• _Conjunto de tareas_:
A. Transcribe del texto sobre Fellini el pasaje que va de «Dado su gusto» a «el LSD. Literalmente.», ambos incluidos.
B. Prolonga el texto sobre Fellini a partir de su última oración.

• _Fragmento del texto_:
*****
Un 20 de enero de 1920, hace hoy mismo 100 años, nacía en Rímini Federico Fellini, uno de los pocos cineastas que puede presumir, como apuntaba recientemente El País, de que en el diccionario de la Academia della Crusca (la RAE italiana), aparezca el concepto felliniano para referirse a todo lo relacionado con él y su obra, a sus imitadores y a una atmósfera grotesca, surrealista y onírica. Es un reconocimiento que se ha ganado a pulso porque como su compañero Ettore Scola aseguró hace ya unos años en una entrevista: «Fellini es un caso aparte. Sus películas, con su imaginación y su dimensión onírica, no encajan ni en la definición del realismo ni en la de lo mágico. Son una categoría en sí mismas, son lo felliniano.»
Carlos Prieto el artículo La realidad como engorro ratificaba con estas palabras la originalidad que Scola atribuía a Fellini.
Dado su gusto por vapulear la realidad en sus películas, sorprende recordar que Federico Fellini aprendió el oficio con los padres del neorrealismo: suyos fueron los guiones de dos monumentos rossellinianos al cine realista: Roma, ciudad abierta (1945) y Paisà (1946). La realidad pura y dura le traía un poco sin cuidado a Fellini, uno de esos raros casos de italiano al que le aburre mortalmente discutir de política. Lo suyo era, en definitiva, otra cosa: el neorrealismo no acababa de morir, la posmodernidad no acababa de nacer… y entre medias llegó Fellini, rodó Ocho y medio (1963) y abrazó el esoterismo, la terapia y el LSD. Literalmente.
*****
• _Ítems listados_:
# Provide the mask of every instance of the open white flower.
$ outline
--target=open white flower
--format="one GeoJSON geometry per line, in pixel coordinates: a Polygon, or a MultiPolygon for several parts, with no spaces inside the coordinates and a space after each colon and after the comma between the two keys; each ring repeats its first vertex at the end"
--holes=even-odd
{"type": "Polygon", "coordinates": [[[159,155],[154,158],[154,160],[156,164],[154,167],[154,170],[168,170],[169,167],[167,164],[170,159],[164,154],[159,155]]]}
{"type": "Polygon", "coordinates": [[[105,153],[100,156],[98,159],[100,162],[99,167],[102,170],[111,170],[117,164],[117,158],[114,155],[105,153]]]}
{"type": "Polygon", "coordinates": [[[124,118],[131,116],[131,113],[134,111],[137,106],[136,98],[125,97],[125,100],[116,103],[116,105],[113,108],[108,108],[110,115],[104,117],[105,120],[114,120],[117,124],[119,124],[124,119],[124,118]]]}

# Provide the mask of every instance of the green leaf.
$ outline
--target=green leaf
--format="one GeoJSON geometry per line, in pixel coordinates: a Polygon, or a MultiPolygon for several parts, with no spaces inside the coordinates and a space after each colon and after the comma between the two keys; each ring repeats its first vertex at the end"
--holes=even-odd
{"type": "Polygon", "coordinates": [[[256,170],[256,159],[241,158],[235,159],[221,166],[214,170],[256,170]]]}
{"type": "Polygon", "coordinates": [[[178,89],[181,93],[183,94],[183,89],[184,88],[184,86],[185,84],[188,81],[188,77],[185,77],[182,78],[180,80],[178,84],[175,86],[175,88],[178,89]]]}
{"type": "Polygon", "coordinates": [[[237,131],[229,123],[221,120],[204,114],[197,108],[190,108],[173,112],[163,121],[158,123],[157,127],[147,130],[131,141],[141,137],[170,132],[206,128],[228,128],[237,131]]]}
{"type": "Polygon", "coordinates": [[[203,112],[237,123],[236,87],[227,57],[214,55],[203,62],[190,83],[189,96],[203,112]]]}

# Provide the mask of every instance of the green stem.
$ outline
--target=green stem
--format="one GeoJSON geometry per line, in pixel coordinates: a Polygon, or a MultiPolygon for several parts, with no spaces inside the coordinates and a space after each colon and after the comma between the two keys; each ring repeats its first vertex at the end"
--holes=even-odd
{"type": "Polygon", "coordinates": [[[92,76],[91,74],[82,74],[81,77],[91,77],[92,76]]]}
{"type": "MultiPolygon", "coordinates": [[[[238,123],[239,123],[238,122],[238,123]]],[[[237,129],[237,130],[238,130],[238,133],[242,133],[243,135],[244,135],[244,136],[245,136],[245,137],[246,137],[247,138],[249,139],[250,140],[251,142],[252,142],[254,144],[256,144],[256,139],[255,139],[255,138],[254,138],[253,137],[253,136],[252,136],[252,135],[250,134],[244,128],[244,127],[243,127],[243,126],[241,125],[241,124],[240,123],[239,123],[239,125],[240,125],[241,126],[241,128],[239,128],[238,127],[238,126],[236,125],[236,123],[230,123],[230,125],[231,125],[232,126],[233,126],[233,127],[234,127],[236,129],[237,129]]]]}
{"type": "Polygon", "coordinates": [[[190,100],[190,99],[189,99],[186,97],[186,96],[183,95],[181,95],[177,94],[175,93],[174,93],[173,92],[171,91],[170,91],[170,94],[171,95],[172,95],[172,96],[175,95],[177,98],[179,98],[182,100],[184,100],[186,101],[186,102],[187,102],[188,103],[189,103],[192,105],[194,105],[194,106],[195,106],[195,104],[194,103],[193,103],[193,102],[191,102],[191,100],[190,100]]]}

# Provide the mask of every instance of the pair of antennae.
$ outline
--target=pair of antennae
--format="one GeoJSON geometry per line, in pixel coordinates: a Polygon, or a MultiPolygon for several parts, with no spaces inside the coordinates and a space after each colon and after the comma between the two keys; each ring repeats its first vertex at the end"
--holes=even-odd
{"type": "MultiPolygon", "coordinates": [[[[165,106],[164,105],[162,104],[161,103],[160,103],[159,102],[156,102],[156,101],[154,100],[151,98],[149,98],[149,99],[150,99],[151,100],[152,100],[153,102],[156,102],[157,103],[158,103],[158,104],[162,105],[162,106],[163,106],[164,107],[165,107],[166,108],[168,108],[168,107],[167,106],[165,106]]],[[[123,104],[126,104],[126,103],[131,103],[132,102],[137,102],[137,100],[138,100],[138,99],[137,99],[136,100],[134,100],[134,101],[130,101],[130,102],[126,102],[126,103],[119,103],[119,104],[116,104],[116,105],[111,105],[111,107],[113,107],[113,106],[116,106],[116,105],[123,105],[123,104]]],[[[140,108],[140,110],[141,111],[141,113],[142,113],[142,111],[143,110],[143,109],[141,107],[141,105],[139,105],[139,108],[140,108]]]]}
*****
• _Respuestas por tarea_:
A.
Dado su gusto por vapulear la realidad en sus películas, sorprende recordar que Federico Fellini aprendió el oficio con los padres del neorrealismo: suyos fueron los guiones de dos monumentos rossellinianos al cine realista: Roma, ciudad abierta (1945) y Paisà (1946). La realidad pura y dura le traía un poco sin cuidado a Fellini, uno de esos raros casos de italiano al que le aburre mortalmente discutir de política. Lo suyo era, en definitiva, otra cosa: el neorrealismo no acababa de morir, la posmodernidad no acababa de nacer… y entre medias llegó Fellini, rodó Ocho y medio (1963) y abrazó el esoterismo, la terapia y el LSD. Literalmente.

B.
La muerte es el final, pero en ocasiones puede ser el principio, y por eso celebramos el centenario de su nacimiento con este post que también intenta animar al neófito en el conocimiento de la cinematografía felliniana. Dejamos constancia de la importancia de este cineasta, no solo en la historia del cine, sino en el de las artes y la cultura en general. Solo con el dato del diccionario, nos podemos hacer a la idea de la impronta que ha dejado en Italia. ¿Para cuándo el término berlanguiano o buñuelesco en la RAE?